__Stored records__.

Content starts

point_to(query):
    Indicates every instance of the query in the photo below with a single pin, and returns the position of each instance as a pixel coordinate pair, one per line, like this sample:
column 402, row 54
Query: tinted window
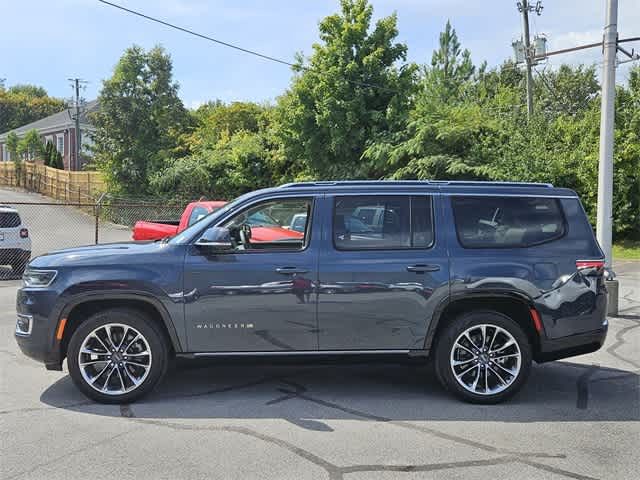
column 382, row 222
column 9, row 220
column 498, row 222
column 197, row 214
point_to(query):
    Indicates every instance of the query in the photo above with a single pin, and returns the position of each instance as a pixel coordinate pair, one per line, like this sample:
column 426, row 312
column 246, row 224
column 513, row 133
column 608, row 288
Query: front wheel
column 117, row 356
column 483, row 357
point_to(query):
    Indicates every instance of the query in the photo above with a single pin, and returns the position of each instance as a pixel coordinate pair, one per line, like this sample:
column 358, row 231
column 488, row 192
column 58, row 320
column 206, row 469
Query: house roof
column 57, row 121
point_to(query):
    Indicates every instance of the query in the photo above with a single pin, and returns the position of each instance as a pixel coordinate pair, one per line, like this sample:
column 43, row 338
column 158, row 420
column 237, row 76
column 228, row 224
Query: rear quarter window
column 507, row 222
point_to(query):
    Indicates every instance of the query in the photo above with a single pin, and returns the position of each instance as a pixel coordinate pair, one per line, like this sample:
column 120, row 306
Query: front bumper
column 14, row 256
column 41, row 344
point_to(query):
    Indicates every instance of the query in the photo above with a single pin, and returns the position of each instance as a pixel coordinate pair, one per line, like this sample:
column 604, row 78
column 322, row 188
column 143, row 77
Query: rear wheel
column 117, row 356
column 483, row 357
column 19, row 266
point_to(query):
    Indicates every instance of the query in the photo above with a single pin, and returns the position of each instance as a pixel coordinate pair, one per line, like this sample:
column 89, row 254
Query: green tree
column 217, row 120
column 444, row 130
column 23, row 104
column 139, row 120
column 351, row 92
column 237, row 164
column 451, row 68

Content ends

__What this task involves__.
The lines to set down, exactly and with both ends included, run from the one containing "column 143, row 77" to the last line of the data above.

__Result below__.
column 143, row 77
Query: rear wheel
column 117, row 356
column 483, row 357
column 19, row 266
point_to(query):
    Indicates every instance of the query in the photo above with a single pin, and returns the position of each instance as a pixel coordinate pair, one per line, like this sample:
column 89, row 254
Query: green tree
column 217, row 120
column 444, row 130
column 23, row 104
column 139, row 120
column 351, row 92
column 237, row 164
column 451, row 68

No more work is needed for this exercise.